**EXERCISE SET:**
1) In the text on aeroplanes and gusts, what is gravity said to be nothing more than?
2) Retype the stretch of the text on aeroplanes and gusts from "It is very important" through "upward or downward.", keeping every word and mark unchanged.
3) Carry on the text on aeroplanes and gusts from the point where it stops.

**TEXT BLOCK:**
───

It is very important that this latter expression be thoroughly understood. When a machine is being sustained in undisturbed air, that is, air whose velocity is undergoing no accelerations or decelerations—gravity relative to the air and absolute gravity are the same. It must be borne in mind that gravity is nothing more than a downward accelerating force. Now if the supporting medium be suddenly accelerated, the machine's equilibrium must be momentarily adjusted to the resultant of the two accelerations, gravity and the gust. This resultant is the new gravity relative to the air, the direction of which is perpendicular to the earth only when the air acceleration—gust—is directly upward or downward.
Now let it be considered that the aeroplane is sustained in flight at the point A, flying in the direction AB, when it is attacked by a rear gust of force CA.
Now it must be further borne in mind that the reason air accelerations are considered gusts is that the inertia of the aeroplane prevents an immediate assumption of the gust velocity. Therefore if the air is being accelerated in the direction CA relative to the aeroplane, then the aeroplane is being accelerated in the direction of AC and with the force AC relative to the air. Thus the machine is simultaneously subjected to two accelerations AC and AD, or the resultant AE. Therefore, the virtual horizontal is AF, at right angles to virtual gravity AE. Now it was assumed that the aeroplane had just sufficient power to sustain it in the horizontal with reference to AD. With the new gravity AE, the machine attempts to adjust itself to the virtual horizontal AF. But gravity has not only changed in direction; its force also is increased. The machine therefore drops along lines anywhere between AKK' and AHH', according to the duration of the gust, the inertia of the machine and the damping effects of its stabilizing surfaces. An inspection of the paths AHH' and AKK' will disclose the improbability of recovery by a machine (without reserve power) when attacked by a violent rear gust at a low altitude.

───

**EXCERPTED DATA:**
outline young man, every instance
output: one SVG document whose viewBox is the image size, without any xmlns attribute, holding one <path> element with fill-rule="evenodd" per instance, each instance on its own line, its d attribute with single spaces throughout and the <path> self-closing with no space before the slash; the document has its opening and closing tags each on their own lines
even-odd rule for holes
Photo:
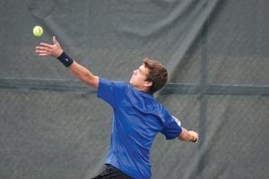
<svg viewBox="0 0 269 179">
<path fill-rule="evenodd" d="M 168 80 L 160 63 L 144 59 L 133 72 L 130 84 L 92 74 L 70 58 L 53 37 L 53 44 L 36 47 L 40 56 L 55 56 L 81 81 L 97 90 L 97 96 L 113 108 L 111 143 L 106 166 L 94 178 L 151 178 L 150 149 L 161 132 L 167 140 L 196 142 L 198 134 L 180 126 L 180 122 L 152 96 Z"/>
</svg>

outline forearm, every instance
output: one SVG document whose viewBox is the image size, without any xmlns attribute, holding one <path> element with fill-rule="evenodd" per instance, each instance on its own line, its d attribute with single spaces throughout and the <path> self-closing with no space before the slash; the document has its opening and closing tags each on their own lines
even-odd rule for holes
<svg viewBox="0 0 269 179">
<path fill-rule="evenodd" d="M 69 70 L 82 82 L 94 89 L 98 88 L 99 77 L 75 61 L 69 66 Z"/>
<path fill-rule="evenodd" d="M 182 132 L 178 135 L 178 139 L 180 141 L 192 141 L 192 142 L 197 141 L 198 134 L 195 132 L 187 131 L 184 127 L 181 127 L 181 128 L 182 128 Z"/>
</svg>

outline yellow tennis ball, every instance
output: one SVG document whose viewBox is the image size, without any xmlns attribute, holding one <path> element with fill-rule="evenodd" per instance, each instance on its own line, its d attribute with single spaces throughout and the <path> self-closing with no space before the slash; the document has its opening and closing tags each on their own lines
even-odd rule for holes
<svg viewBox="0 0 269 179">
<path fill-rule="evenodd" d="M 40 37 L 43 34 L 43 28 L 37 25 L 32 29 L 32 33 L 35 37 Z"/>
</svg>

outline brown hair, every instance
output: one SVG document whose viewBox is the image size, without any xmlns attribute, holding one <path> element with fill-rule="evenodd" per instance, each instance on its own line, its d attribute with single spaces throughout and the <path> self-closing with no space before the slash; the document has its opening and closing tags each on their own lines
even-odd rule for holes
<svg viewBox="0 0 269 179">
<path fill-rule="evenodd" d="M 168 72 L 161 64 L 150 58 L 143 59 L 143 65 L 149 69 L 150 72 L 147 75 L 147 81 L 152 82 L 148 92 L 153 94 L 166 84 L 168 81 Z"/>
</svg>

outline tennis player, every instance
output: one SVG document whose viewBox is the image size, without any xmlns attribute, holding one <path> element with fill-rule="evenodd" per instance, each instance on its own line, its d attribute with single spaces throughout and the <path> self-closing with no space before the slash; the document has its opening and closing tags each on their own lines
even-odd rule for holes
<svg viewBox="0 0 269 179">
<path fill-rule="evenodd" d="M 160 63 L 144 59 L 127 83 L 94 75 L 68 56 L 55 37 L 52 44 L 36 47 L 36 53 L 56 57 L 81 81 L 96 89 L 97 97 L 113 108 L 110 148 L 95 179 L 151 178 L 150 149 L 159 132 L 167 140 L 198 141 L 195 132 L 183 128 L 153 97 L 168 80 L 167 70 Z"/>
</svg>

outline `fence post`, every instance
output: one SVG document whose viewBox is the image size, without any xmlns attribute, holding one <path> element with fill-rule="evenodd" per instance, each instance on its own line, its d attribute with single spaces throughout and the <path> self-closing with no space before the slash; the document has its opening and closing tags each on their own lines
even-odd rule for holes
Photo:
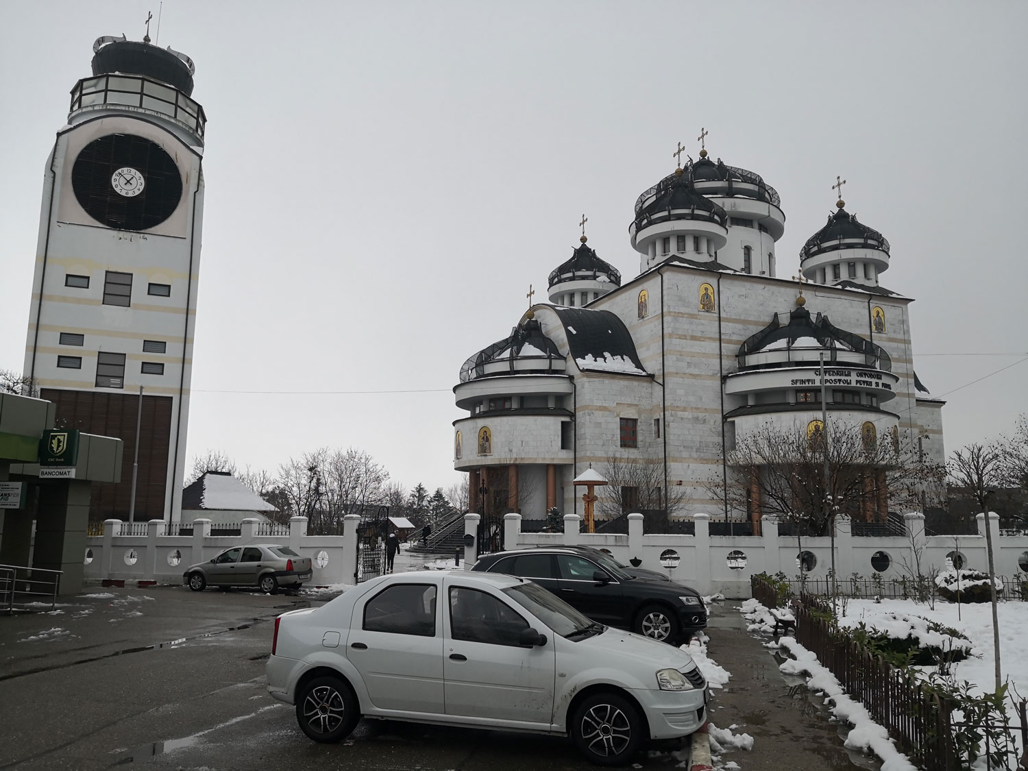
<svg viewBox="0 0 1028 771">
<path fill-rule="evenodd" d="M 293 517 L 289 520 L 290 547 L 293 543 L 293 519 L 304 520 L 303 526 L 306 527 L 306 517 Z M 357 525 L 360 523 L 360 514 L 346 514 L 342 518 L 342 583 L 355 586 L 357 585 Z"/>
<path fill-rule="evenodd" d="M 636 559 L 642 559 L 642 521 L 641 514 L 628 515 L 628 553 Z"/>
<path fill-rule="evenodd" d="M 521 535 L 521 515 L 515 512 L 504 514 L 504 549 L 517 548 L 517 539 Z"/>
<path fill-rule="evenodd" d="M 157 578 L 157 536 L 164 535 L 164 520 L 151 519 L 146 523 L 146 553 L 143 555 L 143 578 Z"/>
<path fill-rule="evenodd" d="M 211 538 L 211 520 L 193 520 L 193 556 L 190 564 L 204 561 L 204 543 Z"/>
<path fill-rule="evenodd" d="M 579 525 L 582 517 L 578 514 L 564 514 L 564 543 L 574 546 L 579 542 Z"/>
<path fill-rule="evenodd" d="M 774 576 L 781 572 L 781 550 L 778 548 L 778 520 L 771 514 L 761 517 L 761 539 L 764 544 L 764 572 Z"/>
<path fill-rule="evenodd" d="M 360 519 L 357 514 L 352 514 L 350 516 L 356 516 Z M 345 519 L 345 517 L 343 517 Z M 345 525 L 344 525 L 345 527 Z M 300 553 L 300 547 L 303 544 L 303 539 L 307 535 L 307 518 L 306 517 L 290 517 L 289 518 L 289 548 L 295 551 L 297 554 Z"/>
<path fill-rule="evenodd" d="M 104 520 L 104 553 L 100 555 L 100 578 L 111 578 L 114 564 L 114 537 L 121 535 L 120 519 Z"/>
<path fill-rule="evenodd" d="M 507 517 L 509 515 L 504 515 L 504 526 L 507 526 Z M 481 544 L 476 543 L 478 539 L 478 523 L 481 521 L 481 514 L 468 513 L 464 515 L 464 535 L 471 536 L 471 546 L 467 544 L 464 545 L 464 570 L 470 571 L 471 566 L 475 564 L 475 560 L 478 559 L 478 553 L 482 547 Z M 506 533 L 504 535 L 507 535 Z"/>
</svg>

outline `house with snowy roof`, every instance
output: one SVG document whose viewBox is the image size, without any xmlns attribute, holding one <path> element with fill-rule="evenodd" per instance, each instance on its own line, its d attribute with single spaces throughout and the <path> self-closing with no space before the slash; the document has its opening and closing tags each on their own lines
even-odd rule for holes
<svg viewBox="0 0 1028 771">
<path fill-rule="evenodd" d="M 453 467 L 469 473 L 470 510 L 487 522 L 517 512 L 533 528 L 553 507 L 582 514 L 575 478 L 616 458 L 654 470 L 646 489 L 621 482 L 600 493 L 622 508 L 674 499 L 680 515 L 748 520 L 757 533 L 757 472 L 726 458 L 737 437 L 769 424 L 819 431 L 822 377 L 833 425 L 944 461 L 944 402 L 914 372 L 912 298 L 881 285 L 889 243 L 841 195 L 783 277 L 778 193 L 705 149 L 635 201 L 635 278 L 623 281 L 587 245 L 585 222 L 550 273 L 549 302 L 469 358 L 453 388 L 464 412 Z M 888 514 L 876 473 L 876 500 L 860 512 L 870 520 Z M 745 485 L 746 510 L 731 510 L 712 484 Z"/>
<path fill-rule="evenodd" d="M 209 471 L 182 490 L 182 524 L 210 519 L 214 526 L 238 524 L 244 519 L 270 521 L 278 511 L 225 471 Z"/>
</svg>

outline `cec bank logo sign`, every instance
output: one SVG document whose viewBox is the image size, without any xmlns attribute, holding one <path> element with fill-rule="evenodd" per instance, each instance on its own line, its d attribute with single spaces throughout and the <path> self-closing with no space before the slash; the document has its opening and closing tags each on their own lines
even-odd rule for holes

───

**RESPONSES FOR EACH TASK:**
1) A downward accelerating force.

2)
It is very important that this latter expression be thoroughly understood. When a machine is being sustained in undisturbed air, that is, air whose velocity is undergoing no accelerations or decelerations—gravity relative to the air and absolute gravity are the same. It must be borne in mind that gravity is nothing more than a downward accelerating force. Now if the supporting medium be suddenly accelerated, the machine's equilibrium must be momentarily adjusted to the resultant of the two accelerations, gravity and the gust. This resultant is the new gravity relative to the air, the direction of which is perpendicular to the earth only when the air acceleration—gust—is directly upward or downward.

3)
ACCIDENTS DUE TO DOWNWARD GUSTS
The fatalities due to downward gusts though not as numerous as those due to rear gusts, have been frequent, while injuries of a less serious nature, both to materiel and personnel, are common. As stated before the reason that casualties resulting from the downward gust have not assumed greater proportions is that, heretofore, flights were infrequently attempted when this type of gust was prevalent.
The downward gust is doubly dangerous, as compared with the rear gust, both on account of the dangerous absolute path of the machine and its critical incidence to the air when the gust is past. It has often happened in exhibition flying that the pilot, while attempting to trim a pylon or the corner of a building closely, has been thrown down upon the very object which he was sure of clearing. There have been several fatalities on hot aviation fields (due to turbulent air rising therefrom) when the aeroplane, at an altitude of a few feet after rising or within a few feet of landing, was smashed bodily to earth.
With reference to the aeroplane's conduct during a downward gust and its attitude relative to the air after the gust is past, it would appear at first glance that in these respects its condition would not be serious. An examination, however, of the relative gravity diagram will reveal the hazardous position of the machine (Fig. 2).
Assume A the position at a given instant flying horizontally in direction AB, when struck by a downward gust of force CA. The acceleration of A relative to the air is AC, opposite to the direction of the gust. Therefore A is subjected to two accelerations, opposite in direction AC and AG, which is absolute gravity. Thus gravity relative to the air is momentarily reduced, and, if the gust be strong enough, relative gravity is reversed. The path of the machine relative to the air is in the direction AF or AE according to its damping qualities. The absolute path however, is in the direction AL or Al, which illustrates the double danger due to attitude relative to the air and to the earth when the machine is at low altitudes. The downward gust accounts for the phenomenon observed in very disturbed air when the machine seems to be struck with such violence as to make a small wrench or pliers jump up from the pilot's seat.
To the downward gust may be attributed many stalls that are ordinarily assumed to have arisen from other causes and it has sometimes caused the smash of land machines when they have been thrown bodily to the earth just after making the "get-a-way."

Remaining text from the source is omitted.